[Image location labeling entries]

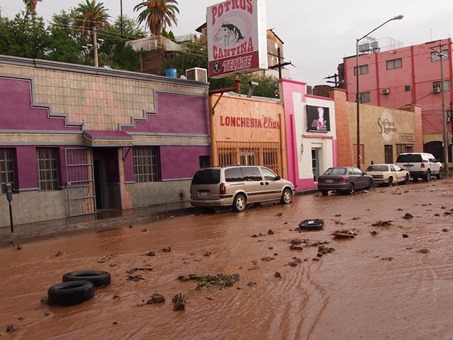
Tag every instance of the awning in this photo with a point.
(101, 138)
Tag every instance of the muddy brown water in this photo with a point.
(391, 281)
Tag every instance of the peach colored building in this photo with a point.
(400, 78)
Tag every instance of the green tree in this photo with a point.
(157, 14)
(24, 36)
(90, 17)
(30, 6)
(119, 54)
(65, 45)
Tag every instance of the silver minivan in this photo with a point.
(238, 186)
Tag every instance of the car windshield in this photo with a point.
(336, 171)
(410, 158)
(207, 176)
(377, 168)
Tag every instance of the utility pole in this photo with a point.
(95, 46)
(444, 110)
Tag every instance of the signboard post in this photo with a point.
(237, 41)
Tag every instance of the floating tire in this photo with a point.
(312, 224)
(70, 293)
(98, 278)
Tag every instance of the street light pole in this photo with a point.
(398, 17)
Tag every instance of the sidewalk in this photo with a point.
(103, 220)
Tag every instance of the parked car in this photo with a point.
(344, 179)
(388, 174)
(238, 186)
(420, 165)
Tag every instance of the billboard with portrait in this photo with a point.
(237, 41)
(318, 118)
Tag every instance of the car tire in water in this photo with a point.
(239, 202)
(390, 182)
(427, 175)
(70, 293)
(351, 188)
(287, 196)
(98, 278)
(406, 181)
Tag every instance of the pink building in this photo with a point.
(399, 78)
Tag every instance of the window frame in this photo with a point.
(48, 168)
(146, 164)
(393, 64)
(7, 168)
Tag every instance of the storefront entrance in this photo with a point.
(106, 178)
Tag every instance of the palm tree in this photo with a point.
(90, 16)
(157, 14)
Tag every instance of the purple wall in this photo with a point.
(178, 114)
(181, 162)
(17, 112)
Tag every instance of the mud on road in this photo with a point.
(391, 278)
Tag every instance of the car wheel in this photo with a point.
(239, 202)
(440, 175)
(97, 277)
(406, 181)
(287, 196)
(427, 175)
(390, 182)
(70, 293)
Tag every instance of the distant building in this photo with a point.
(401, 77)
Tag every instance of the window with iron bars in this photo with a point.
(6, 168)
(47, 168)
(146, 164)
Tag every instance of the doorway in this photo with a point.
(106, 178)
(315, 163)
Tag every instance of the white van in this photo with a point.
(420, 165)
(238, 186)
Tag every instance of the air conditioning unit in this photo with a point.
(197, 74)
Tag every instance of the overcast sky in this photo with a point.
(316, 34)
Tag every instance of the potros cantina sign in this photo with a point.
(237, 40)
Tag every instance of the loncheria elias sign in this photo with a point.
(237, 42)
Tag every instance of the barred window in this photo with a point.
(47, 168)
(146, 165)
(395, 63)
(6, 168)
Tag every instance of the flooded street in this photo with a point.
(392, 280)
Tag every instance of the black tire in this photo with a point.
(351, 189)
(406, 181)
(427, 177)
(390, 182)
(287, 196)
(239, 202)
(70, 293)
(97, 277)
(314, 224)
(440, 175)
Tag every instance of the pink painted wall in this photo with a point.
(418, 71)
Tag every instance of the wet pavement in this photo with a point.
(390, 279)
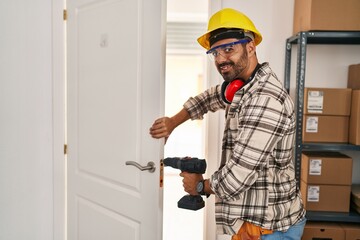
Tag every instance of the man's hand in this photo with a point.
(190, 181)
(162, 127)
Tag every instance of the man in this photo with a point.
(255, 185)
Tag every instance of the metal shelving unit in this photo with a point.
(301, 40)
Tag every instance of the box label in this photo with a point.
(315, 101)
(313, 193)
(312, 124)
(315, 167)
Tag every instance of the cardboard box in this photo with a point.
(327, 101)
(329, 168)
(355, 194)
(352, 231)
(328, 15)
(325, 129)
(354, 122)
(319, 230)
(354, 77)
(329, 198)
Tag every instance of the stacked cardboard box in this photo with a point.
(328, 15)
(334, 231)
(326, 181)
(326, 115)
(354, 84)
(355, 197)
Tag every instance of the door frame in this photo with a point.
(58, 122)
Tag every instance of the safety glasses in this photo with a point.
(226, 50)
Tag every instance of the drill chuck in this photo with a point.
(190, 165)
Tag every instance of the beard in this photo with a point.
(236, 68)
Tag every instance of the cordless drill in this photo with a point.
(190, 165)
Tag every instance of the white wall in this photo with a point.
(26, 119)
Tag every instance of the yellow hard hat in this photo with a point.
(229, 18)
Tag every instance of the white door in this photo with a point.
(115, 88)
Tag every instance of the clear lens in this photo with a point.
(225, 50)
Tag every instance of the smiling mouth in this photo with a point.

---

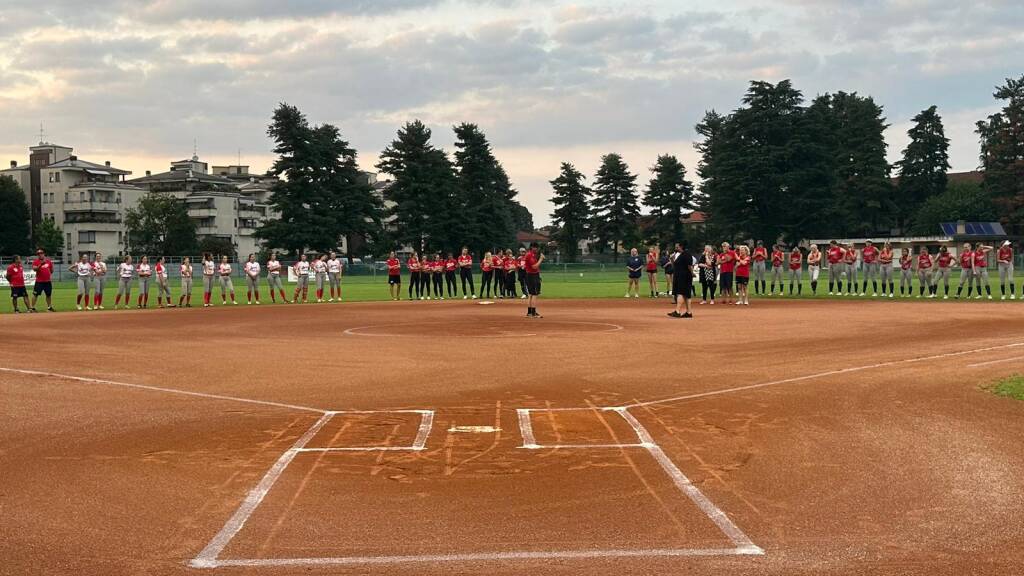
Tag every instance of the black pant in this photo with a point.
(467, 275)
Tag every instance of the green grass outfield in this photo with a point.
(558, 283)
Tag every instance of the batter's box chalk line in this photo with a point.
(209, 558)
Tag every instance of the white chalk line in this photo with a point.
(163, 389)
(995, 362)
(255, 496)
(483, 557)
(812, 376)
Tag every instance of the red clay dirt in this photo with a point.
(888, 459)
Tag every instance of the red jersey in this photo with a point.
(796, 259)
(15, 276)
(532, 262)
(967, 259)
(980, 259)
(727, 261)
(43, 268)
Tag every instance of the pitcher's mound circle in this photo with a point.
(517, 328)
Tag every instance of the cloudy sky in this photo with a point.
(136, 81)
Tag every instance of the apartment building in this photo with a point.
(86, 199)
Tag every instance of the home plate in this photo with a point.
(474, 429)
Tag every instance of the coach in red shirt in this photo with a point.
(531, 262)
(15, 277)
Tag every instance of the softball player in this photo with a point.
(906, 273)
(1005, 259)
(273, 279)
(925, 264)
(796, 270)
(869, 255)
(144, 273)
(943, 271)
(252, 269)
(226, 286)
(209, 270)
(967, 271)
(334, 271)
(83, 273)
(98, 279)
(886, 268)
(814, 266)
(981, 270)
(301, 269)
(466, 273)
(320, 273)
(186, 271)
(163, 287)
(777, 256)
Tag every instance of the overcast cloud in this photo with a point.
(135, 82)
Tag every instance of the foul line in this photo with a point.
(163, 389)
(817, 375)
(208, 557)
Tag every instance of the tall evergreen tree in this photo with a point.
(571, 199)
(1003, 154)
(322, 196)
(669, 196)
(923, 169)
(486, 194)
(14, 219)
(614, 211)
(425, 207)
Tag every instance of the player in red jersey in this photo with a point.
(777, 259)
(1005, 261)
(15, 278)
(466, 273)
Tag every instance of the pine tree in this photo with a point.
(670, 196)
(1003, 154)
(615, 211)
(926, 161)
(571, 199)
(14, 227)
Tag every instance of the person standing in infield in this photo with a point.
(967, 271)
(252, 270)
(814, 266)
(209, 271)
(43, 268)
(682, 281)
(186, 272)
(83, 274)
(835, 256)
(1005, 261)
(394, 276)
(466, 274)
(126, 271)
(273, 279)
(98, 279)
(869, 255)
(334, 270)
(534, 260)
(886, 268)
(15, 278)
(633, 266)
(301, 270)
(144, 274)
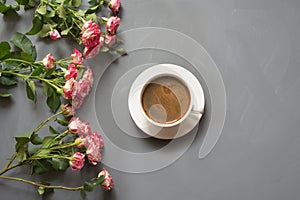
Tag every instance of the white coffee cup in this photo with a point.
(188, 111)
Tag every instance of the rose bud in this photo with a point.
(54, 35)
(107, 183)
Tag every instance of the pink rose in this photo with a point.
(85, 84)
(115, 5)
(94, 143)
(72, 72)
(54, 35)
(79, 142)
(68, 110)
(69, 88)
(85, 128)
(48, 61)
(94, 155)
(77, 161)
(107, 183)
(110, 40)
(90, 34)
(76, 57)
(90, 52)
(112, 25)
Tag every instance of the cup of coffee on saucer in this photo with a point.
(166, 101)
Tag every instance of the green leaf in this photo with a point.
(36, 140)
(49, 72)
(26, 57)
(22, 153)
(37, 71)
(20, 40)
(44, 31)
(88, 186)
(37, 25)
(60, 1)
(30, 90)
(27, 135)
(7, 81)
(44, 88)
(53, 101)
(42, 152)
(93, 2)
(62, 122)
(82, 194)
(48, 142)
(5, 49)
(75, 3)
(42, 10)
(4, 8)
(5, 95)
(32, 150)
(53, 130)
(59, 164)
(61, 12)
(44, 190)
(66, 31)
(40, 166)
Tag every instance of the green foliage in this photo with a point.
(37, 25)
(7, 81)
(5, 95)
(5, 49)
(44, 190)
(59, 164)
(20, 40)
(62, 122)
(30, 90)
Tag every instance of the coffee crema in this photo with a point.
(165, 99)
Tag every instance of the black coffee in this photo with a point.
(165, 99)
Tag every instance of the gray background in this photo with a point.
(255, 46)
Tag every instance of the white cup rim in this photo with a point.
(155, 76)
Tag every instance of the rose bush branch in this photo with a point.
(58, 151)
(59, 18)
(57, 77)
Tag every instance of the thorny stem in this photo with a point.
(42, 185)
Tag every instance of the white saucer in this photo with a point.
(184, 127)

*Short problem:* Please pick out and copy every line in the items above that contains the word "jersey". Letter case counts.

*Solution to the exercise:*
Tag every instance of the red jersey in this photo with a point.
Tag every instance of the player in red jersey in this photo with a point.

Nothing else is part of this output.